Lay out every line of the listing below as a Markdown table with the columns Number and Line, skipping any blank lines.

(Items listed in a dataset)
+ + + + +

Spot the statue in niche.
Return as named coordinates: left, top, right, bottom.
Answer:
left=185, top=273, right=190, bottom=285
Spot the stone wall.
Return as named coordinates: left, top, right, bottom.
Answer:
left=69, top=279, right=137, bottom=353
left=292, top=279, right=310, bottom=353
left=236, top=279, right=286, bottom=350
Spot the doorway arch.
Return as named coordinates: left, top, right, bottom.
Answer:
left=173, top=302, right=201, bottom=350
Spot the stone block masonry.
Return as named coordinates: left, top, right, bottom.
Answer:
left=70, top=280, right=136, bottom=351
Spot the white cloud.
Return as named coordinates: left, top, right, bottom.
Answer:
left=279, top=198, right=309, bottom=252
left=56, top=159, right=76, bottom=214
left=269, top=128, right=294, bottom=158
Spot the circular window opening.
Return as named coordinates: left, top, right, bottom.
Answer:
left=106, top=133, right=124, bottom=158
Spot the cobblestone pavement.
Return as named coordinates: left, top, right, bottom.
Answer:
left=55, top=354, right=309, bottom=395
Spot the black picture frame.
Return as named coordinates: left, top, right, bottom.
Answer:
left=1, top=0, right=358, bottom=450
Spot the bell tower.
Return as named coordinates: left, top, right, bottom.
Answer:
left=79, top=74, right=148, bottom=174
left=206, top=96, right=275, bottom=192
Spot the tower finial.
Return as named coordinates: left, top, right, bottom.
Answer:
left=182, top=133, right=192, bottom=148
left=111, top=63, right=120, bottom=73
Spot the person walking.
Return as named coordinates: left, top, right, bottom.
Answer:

+ + + + +

* SOLUTION *
| Number | Line |
|---|---|
| 1 | Spot the statue in niche. |
| 2 | Return as named coordinates: left, top, right, bottom. |
| 3 | Answer: |
| 4 | left=185, top=273, right=190, bottom=285 |
| 5 | Spot the stone wall. |
| 6 | Return as named coordinates: left, top, right, bottom. |
| 7 | Answer: |
| 8 | left=69, top=279, right=137, bottom=353 |
| 9 | left=292, top=279, right=310, bottom=353 |
| 10 | left=236, top=279, right=286, bottom=350 |
| 11 | Spot the doorway arch. |
| 12 | Return as named coordinates: left, top, right, bottom. |
| 13 | Answer: |
| 14 | left=173, top=302, right=201, bottom=350 |
| 15 | Spot the stone block masonry. |
| 16 | Return as named coordinates: left, top, right, bottom. |
| 17 | Answer: |
| 18 | left=70, top=280, right=136, bottom=351 |
| 19 | Spot the white cloud. |
| 20 | Return as named coordinates: left, top, right, bottom. |
| 21 | Answer: |
| 22 | left=279, top=198, right=309, bottom=252 |
| 23 | left=56, top=159, right=76, bottom=214 |
| 24 | left=269, top=128, right=294, bottom=158 |
| 25 | Spot the circular window opening. |
| 26 | Return as named coordinates: left, top, right, bottom. |
| 27 | Answer: |
| 28 | left=106, top=133, right=124, bottom=158 |
| 29 | Spot the cobblestone pavement. |
| 30 | Return as named coordinates: left, top, right, bottom. |
| 31 | Answer: |
| 32 | left=55, top=354, right=309, bottom=395 |
| 33 | Spot the black picture frame. |
| 34 | Return as named coordinates: left, top, right, bottom. |
| 35 | Answer: |
| 36 | left=1, top=0, right=358, bottom=450 |
| 37 | Spot the bell tower. |
| 38 | Return as named coordinates: left, top, right, bottom. |
| 39 | Answer: |
| 40 | left=79, top=74, right=148, bottom=174 |
| 41 | left=206, top=96, right=275, bottom=192 |
| 42 | Spot the tower finial. |
| 43 | Return as named coordinates: left, top, right, bottom. |
| 44 | Answer: |
| 45 | left=182, top=133, right=192, bottom=148 |
| 46 | left=111, top=63, right=120, bottom=73 |
| 47 | Spot the person walking. |
| 48 | Return as named coordinates: left, top, right, bottom. |
| 49 | Answer: |